%%

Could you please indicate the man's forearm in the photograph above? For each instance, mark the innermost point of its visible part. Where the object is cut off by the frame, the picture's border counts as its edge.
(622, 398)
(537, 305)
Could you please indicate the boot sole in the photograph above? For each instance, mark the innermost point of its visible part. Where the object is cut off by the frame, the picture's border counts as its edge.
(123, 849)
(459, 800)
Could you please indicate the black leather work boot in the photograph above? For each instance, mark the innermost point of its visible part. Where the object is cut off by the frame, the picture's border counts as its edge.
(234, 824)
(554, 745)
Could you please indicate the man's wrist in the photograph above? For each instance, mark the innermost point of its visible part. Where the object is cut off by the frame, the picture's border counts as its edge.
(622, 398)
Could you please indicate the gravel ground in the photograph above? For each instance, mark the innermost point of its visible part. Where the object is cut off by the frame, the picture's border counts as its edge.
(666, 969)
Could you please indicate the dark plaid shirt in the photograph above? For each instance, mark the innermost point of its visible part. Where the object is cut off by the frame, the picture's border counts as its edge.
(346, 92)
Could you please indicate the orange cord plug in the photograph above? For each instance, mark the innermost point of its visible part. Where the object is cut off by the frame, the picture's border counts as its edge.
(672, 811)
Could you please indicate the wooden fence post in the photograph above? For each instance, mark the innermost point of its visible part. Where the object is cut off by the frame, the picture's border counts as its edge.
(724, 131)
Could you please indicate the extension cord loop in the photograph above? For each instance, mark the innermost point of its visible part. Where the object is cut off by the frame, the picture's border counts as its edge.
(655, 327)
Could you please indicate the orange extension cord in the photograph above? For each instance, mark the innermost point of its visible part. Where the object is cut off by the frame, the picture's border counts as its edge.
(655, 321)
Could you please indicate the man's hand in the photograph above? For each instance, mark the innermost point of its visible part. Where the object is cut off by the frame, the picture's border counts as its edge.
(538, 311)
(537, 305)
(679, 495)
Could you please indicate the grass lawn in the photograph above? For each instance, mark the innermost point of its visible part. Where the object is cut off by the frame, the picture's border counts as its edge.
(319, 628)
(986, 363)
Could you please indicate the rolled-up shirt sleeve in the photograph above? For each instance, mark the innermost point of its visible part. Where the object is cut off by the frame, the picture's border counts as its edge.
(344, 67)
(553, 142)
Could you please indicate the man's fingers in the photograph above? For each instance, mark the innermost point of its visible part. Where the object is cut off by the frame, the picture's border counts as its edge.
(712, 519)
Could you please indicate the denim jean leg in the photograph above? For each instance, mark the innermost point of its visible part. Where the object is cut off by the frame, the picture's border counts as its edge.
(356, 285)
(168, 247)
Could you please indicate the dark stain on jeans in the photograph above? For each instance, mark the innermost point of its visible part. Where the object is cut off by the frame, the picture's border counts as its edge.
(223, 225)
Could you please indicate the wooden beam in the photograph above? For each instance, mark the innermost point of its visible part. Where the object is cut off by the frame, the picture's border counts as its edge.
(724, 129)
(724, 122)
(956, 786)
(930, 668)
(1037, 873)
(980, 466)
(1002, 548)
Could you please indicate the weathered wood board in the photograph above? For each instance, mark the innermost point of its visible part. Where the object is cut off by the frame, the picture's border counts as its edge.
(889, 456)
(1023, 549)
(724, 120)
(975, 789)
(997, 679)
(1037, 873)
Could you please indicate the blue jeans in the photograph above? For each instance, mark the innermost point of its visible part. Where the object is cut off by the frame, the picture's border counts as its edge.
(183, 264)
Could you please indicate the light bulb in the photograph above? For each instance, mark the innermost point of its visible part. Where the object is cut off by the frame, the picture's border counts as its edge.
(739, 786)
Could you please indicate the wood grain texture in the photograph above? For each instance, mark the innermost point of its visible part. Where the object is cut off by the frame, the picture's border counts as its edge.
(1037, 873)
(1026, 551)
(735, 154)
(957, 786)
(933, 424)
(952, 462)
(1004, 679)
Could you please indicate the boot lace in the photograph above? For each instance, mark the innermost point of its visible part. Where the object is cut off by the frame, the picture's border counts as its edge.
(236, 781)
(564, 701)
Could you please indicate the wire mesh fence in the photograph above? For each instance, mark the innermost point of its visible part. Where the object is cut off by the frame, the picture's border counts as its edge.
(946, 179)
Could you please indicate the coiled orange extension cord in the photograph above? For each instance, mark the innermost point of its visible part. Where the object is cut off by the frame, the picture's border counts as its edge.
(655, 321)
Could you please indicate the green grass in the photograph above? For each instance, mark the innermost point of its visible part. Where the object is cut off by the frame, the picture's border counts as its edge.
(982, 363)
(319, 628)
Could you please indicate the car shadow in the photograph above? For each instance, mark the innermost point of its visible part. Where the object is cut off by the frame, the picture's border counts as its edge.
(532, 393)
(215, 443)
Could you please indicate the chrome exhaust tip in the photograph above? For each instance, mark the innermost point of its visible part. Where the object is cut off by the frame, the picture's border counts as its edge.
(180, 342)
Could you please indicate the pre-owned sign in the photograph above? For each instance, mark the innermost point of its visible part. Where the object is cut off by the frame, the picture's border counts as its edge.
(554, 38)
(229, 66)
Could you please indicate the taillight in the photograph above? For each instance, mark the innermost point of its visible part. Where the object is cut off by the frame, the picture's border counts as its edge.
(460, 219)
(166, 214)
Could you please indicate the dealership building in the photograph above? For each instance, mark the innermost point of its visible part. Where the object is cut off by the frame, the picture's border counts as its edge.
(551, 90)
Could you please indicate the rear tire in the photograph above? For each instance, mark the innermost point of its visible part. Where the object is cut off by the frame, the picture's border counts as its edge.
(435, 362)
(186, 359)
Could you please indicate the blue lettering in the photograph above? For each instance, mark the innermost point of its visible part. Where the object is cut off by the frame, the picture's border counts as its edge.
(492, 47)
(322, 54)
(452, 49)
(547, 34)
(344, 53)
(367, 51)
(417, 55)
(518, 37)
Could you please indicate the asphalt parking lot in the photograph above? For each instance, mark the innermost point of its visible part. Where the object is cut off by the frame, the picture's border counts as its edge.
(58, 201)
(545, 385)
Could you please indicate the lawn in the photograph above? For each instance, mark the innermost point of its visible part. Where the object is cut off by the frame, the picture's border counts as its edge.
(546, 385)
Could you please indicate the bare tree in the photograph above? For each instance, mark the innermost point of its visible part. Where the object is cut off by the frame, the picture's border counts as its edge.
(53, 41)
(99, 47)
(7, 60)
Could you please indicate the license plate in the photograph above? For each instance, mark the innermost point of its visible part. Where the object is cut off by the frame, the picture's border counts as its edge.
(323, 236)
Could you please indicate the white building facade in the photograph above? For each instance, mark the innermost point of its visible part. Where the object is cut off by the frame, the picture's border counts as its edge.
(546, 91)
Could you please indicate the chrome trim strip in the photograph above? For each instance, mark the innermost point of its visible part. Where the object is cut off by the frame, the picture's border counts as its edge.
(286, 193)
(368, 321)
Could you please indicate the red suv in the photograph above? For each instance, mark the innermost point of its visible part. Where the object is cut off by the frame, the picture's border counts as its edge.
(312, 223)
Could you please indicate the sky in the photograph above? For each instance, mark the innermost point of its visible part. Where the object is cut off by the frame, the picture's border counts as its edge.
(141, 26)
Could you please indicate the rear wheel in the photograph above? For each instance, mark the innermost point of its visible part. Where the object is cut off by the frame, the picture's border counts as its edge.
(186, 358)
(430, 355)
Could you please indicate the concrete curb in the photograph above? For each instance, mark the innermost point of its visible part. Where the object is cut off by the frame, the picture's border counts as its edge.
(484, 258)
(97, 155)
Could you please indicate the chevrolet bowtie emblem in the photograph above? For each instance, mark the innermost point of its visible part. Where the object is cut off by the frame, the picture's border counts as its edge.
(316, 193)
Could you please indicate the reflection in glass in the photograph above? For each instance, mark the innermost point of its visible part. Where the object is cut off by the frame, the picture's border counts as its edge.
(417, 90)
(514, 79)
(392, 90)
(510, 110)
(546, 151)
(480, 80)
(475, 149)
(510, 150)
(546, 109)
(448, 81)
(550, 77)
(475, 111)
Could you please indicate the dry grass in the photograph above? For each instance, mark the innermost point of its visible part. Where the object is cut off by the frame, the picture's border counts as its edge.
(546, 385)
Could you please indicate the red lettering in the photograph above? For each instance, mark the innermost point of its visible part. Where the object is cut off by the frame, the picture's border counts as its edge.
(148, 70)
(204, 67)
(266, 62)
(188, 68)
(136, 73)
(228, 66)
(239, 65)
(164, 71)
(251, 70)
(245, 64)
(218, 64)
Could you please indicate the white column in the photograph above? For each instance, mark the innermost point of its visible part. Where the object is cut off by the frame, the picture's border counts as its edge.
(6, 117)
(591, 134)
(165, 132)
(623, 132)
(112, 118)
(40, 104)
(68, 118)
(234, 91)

%%
%%

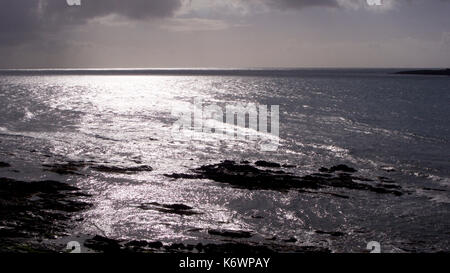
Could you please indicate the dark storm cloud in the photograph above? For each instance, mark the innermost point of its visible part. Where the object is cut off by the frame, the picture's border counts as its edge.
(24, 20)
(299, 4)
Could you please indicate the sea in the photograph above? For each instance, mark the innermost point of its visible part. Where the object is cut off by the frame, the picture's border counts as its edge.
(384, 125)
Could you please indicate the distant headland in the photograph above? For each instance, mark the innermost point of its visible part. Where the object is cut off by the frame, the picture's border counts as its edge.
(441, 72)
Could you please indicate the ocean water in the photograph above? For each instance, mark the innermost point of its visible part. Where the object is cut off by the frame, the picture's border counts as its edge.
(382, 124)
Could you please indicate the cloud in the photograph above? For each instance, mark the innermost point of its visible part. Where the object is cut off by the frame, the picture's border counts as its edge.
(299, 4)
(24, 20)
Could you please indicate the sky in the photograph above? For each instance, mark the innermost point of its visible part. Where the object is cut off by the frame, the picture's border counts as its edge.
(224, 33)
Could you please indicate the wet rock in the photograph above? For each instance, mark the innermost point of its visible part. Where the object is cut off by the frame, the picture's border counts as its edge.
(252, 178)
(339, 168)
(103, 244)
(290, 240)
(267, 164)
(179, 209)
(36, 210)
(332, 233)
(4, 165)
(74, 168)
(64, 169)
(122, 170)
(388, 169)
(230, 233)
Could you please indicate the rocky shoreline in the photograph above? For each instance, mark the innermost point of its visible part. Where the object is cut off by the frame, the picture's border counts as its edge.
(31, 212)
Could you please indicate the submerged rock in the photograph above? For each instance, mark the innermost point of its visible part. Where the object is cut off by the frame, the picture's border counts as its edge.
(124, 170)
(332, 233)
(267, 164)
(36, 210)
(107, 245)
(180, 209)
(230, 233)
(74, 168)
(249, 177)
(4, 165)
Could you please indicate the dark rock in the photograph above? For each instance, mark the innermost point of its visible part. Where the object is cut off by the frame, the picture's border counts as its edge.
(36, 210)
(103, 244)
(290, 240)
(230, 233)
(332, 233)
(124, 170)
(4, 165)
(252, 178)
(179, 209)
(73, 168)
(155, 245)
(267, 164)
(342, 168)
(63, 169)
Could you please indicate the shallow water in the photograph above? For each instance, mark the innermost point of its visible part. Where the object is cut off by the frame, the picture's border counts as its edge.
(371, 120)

%%

OBJECTIVE: Locate each line of the records above that contains the word "water" and copy those lines out in full.

RESULT OF THIS TASK:
Could you please indicate the ocean water in the photograph above? For each instance, mark the innermost point of its visible part. Where the object is cut off by the frame, the picture's border counts as its edge.
Could you please indicate the shallow water in the photograph above? For each instance, mark the innermost point of its visible part. Where the object is cut off by the frame, the picture's border counts as its edge.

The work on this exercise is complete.